__Work required__
Extract each line in the rows below that contains the string "positive", treating uppercase and lowercase as different.

__Data supplied__

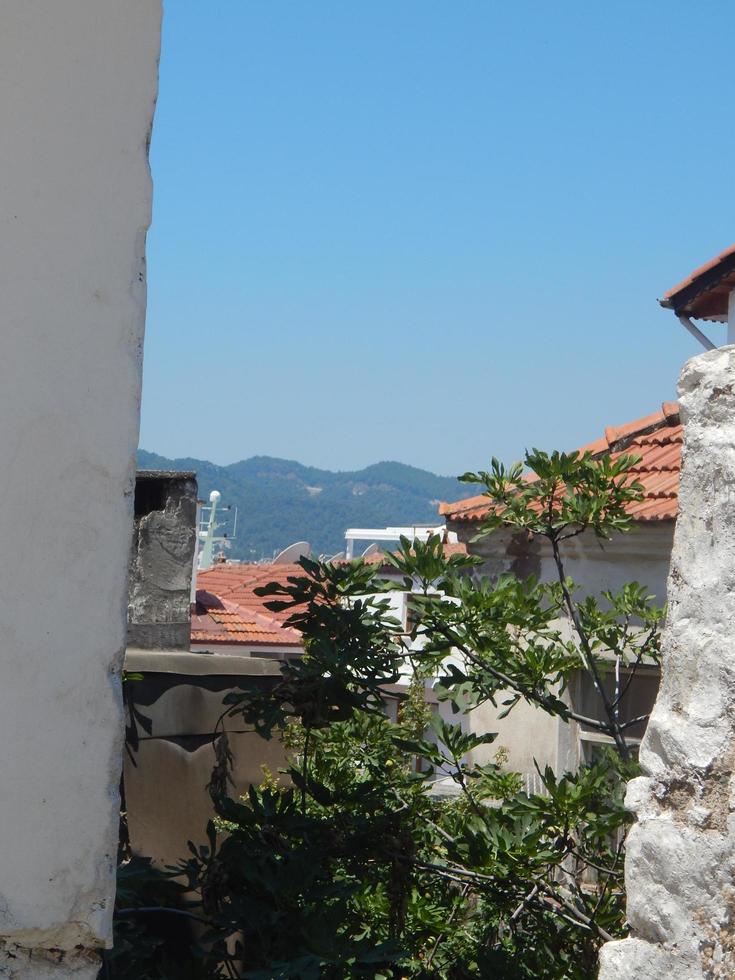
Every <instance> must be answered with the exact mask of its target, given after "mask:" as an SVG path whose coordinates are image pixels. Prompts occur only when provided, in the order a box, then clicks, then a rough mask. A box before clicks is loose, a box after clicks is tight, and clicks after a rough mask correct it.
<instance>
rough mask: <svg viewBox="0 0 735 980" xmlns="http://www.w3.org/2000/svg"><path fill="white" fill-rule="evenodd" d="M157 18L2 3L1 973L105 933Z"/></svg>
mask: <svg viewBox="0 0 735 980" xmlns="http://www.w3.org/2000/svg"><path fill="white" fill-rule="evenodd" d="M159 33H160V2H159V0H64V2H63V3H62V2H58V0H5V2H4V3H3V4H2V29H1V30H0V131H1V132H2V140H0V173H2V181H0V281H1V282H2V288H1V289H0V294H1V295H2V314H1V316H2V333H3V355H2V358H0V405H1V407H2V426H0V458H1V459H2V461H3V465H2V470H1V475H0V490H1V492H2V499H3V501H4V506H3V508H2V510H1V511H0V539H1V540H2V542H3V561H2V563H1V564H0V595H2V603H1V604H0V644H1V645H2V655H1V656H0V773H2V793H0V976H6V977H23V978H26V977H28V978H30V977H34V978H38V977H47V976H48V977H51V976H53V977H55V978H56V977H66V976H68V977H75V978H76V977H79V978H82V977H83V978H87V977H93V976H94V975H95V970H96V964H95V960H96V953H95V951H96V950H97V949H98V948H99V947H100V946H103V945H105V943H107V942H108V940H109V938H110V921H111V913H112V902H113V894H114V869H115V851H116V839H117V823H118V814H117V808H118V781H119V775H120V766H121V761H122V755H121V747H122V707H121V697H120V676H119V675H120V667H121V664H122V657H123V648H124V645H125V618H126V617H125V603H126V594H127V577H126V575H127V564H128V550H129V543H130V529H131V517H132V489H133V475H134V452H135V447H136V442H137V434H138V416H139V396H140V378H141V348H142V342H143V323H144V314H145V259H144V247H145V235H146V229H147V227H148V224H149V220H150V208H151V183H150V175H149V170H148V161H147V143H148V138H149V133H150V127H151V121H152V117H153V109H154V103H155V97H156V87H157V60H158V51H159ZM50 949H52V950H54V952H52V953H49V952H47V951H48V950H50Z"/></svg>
* * *
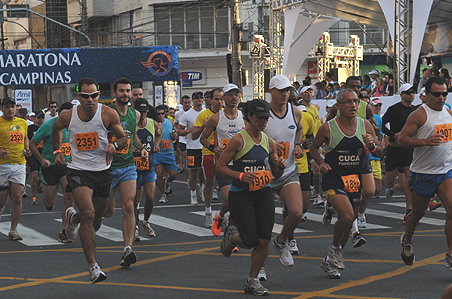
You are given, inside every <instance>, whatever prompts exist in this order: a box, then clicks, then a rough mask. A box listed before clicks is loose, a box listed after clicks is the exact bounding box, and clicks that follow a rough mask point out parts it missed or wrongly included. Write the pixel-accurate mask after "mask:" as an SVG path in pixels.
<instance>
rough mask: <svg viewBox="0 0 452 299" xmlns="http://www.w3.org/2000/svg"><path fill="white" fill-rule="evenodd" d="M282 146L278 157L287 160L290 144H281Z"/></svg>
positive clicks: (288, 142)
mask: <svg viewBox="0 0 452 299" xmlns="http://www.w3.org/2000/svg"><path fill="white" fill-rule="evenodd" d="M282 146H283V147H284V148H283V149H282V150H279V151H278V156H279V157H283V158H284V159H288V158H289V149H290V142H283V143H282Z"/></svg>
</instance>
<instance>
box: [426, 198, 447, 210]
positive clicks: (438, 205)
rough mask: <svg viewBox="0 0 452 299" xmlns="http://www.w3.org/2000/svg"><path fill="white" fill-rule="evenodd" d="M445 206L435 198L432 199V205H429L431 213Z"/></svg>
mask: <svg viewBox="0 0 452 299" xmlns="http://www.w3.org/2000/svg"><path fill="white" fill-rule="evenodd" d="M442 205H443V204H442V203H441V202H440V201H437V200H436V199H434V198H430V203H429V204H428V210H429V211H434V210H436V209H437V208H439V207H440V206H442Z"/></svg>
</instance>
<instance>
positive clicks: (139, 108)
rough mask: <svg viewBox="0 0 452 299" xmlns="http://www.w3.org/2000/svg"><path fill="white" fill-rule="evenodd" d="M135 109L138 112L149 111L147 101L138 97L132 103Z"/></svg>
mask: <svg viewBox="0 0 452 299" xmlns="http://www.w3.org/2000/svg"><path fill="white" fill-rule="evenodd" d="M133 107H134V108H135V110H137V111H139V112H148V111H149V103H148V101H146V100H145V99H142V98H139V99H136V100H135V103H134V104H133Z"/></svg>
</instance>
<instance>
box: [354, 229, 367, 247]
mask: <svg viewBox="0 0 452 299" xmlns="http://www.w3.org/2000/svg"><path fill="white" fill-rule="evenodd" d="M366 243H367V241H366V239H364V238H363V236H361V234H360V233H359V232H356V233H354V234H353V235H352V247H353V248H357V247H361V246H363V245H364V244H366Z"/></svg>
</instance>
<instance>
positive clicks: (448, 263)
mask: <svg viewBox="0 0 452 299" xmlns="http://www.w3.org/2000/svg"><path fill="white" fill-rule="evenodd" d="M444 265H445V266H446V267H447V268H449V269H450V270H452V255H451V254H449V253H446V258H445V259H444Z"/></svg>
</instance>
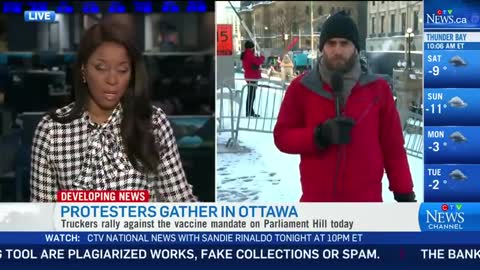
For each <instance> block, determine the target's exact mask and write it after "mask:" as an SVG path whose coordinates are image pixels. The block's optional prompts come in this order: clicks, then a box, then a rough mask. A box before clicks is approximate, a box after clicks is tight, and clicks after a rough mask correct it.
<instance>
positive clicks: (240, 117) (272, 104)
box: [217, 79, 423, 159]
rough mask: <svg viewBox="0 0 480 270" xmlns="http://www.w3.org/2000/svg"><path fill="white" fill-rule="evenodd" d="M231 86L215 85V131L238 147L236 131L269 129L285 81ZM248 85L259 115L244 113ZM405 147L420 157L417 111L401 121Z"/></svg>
* * *
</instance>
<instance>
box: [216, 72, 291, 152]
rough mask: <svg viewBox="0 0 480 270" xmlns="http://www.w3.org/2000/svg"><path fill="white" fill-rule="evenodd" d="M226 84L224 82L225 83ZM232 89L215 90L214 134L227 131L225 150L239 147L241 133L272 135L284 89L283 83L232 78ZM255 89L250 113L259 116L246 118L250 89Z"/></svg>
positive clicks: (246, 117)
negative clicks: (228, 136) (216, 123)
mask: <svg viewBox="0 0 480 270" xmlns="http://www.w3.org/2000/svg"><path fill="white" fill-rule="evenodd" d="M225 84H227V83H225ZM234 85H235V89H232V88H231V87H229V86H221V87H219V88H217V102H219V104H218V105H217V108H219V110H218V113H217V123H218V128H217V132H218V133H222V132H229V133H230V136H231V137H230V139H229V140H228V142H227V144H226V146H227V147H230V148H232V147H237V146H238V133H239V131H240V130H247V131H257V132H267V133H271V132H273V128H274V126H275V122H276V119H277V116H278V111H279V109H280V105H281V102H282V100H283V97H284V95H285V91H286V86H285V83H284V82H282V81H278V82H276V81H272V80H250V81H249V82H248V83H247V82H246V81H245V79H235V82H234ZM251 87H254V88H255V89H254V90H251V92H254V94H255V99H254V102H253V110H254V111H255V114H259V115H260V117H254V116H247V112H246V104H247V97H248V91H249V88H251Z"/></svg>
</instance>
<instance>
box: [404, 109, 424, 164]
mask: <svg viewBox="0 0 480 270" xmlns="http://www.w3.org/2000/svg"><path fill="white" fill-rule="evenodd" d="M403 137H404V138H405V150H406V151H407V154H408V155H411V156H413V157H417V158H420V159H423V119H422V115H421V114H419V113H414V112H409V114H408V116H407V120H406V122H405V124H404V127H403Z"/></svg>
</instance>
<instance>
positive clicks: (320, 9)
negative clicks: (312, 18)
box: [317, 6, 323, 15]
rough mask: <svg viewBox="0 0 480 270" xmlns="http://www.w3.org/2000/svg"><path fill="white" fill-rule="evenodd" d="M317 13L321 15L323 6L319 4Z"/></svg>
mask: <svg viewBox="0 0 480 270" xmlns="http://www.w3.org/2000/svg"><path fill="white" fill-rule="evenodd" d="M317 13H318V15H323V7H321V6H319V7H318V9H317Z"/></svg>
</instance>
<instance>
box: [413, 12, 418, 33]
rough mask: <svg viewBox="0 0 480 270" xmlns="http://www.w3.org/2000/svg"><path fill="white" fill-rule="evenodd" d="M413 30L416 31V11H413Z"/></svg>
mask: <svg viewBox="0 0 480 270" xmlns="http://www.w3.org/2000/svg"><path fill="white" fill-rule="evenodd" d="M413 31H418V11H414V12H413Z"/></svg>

__Response to this exercise__
positive clicks: (288, 142)
positive clicks: (438, 205)
positive clicks: (139, 108)
positive clicks: (448, 263)
positive clicks: (240, 117) (272, 104)
positive clicks: (246, 117)
positive clicks: (320, 9)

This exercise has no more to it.